[任务要求] 将摘录文字中从“刘媛媛 中国图书评论 2022-04-25”一直到“文章,从此我对笛安充满期待。”的全部内容重新写出，并把其中的“《西决》”一律改称为“《东霓》”。

━━━━━ 摘录文字

刘媛媛 中国图书评论 2022-04-25


专题

冷眼

作者:刘媛媛

作者单位:太原学院


2009年笛安的标志性作品《西决》问世,彼时我是一个高中生的母亲,儿子就读的学校恰巧是笛安的高中母校。这个没见过世面的小伙子一脸兴奋地说笛安到他们学校做报告了,随即《西决》就出现在了他本来就紧张的被各种高考资料占据的书桌上。那时候我好像刚发表过一篇关于蒋韵的文章,并不知道蒋韵竟然有这样一个女儿。《西决》的火热以及铺天盖地的各种标签,反而引起我的某种警惕,带着一种审视的态度,我看了《西决》,尽管小说的结尾让我觉得略有遗憾,我还是在一种激情状态下很快完成一篇对《西决》的评论文章,从此我对笛安充满期待。

━━━━━━━━━━
━━━━━ 所给记录

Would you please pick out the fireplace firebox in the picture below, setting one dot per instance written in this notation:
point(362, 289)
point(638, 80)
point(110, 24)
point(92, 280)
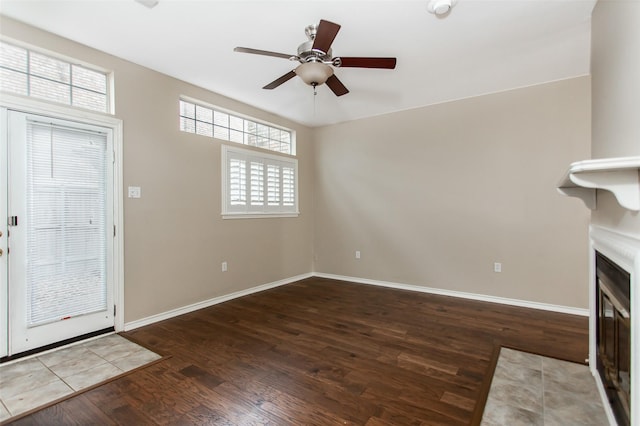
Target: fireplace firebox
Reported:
point(613, 335)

━━━━━━━━━━

[回答]
刘媛媛 中国图书评论 2022-04-25


专题

冷眼

作者:刘媛媛

作者单位:太原学院


2009年笛安的标志性作品《东霓》问世,彼时我是一个高中生的母亲,儿子就读的学校恰巧是笛安的高中母校。这个没见过世面的小伙子一脸兴奋地说笛安到他们学校做报告了,随即《东霓》就出现在了他本来就紧张的被各种高考资料占据的书桌上。那时候我好像刚发表过一篇关于蒋韵的文章,并不知道蒋韵竟然有这样一个女儿。《东霓》的火热以及铺天盖地的各种标签,反而引起我的某种警惕,带着一种审视的态度,我看了《东霓》,尽管小说的结尾让我觉得略有遗憾,我还是在一种激情状态下很快完成一篇对《东霓》的评论文章,从此我对笛安充满期待。